*** The input
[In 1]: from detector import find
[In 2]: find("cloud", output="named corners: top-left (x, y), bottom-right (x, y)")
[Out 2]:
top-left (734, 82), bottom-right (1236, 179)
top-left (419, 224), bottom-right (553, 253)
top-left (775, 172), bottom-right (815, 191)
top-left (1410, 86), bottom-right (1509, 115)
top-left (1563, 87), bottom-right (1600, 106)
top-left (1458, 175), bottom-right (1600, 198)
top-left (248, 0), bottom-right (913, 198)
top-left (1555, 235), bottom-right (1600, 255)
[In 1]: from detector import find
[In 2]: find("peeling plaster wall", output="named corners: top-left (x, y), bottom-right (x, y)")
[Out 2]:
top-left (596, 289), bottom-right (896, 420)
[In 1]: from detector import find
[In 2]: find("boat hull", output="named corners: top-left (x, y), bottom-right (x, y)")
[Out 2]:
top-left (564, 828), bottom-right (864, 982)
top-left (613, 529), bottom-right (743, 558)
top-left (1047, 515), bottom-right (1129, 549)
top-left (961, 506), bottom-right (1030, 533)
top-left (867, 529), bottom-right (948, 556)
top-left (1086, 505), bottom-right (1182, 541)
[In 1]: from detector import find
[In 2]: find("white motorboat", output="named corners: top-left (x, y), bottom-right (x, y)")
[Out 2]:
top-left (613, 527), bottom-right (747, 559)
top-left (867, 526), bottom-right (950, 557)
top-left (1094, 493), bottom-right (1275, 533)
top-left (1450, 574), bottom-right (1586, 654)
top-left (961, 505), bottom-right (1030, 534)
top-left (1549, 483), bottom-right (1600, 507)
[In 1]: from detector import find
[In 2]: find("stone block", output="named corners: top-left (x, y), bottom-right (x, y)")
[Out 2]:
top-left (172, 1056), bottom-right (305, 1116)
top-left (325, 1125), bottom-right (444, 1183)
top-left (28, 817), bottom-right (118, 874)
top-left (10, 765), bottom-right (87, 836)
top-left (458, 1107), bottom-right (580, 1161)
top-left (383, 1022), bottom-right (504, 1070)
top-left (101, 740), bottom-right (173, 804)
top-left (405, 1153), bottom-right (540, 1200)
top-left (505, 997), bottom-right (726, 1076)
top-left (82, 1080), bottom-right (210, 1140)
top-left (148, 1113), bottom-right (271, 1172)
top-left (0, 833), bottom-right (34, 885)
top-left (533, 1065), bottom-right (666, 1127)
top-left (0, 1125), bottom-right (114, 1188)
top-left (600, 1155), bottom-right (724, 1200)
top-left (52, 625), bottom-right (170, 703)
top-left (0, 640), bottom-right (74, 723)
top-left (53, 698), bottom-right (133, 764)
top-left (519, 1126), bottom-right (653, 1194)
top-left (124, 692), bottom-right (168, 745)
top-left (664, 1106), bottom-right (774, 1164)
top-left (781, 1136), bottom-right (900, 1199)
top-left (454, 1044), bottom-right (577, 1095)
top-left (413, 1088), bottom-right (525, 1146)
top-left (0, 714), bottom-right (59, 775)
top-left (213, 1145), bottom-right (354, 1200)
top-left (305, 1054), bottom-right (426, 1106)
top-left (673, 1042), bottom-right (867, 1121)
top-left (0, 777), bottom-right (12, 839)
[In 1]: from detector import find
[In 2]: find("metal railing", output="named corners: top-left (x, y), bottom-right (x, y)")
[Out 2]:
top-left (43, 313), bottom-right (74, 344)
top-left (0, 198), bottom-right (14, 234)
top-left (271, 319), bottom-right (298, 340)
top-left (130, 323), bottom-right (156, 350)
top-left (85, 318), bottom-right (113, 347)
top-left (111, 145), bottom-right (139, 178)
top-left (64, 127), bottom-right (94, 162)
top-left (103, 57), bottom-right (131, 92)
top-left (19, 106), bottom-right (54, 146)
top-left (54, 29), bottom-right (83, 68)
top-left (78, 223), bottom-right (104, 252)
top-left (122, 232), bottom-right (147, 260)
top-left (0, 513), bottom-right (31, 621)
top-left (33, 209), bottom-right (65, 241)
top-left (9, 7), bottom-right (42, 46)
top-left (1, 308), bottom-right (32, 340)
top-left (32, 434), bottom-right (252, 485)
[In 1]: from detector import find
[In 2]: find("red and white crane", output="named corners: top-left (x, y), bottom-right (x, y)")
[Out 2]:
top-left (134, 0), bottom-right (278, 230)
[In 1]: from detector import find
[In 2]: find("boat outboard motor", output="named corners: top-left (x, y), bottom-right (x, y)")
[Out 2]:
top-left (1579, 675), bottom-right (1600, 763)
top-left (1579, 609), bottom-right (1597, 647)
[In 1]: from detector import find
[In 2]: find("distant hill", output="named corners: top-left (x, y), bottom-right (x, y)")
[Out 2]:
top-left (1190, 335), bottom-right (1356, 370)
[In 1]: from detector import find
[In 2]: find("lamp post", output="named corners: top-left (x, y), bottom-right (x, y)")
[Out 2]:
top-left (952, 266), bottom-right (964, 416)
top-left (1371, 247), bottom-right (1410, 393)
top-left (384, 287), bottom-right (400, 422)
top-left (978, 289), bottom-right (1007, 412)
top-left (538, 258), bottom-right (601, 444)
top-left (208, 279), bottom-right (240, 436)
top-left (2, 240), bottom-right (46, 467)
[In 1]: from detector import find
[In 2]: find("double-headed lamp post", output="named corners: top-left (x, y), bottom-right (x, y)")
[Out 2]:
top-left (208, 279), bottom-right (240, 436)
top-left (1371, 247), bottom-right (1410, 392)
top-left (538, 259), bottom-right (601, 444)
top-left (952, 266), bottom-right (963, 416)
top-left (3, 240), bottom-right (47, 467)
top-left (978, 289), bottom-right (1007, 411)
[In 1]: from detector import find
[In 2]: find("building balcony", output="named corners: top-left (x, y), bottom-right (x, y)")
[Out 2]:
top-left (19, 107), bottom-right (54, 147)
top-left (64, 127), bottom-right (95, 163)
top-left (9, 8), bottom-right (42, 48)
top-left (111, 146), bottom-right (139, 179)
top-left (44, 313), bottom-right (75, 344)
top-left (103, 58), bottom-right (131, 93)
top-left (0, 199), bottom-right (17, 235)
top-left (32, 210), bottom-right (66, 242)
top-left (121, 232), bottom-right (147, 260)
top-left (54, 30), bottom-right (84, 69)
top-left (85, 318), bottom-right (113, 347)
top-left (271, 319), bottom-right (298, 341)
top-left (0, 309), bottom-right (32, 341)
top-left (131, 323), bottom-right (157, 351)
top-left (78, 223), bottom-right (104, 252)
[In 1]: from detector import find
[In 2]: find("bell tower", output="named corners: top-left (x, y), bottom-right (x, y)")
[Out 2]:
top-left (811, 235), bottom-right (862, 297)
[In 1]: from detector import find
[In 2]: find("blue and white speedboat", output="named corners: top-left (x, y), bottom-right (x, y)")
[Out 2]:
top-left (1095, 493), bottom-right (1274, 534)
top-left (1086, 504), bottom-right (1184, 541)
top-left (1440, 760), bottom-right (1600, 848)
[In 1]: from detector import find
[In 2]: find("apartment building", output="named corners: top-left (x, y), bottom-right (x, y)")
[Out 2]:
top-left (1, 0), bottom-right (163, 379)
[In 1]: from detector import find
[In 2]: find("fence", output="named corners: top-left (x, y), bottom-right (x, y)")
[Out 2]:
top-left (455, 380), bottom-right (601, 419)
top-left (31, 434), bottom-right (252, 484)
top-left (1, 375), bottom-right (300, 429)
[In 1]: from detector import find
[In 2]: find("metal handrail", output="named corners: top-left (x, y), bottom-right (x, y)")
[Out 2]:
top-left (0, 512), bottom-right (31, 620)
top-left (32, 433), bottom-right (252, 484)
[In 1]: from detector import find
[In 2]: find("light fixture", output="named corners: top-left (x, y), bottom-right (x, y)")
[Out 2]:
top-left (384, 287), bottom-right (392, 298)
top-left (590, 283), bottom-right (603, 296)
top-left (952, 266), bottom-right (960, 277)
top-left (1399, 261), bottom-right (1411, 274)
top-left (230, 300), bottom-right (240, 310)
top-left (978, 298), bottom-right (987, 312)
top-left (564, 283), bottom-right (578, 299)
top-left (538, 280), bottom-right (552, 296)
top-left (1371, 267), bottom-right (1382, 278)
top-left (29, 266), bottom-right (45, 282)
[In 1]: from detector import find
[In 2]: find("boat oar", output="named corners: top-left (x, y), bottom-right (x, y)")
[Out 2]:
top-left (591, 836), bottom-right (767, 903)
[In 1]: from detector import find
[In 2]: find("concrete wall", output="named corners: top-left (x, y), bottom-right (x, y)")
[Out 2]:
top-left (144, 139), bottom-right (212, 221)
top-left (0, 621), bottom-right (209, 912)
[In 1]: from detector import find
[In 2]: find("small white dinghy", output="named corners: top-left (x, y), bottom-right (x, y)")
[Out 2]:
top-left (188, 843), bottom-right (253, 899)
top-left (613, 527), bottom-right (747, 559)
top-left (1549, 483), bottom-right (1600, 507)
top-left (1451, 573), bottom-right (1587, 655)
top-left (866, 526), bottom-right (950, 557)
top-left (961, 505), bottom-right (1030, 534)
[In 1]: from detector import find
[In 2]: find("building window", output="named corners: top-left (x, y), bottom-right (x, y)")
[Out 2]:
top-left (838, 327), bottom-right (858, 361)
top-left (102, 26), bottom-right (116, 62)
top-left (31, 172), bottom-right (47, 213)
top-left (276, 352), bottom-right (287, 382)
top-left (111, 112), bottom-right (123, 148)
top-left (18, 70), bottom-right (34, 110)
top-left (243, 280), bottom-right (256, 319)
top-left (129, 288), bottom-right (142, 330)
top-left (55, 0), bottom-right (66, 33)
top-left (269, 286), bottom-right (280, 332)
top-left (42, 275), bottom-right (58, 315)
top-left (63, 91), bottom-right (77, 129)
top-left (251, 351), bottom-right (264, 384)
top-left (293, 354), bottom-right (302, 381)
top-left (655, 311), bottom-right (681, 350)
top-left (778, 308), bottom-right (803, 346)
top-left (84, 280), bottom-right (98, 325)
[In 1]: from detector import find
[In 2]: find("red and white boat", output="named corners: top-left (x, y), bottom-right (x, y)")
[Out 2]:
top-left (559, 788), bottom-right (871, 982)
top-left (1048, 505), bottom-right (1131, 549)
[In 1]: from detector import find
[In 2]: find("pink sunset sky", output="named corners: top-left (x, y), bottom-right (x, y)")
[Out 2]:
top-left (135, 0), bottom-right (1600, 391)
******
▶ _Problem description_: Check the data for the word "wall" and pull out the lines that have it.

▶ _Output for this task_:
[In 2]: find("peeling plaster wall", output="named corners: top-left (x, y), bottom-right (x, y)")
[In 2]: find("concrete wall", output="named corners: top-left (x, y), bottom-right (x, y)")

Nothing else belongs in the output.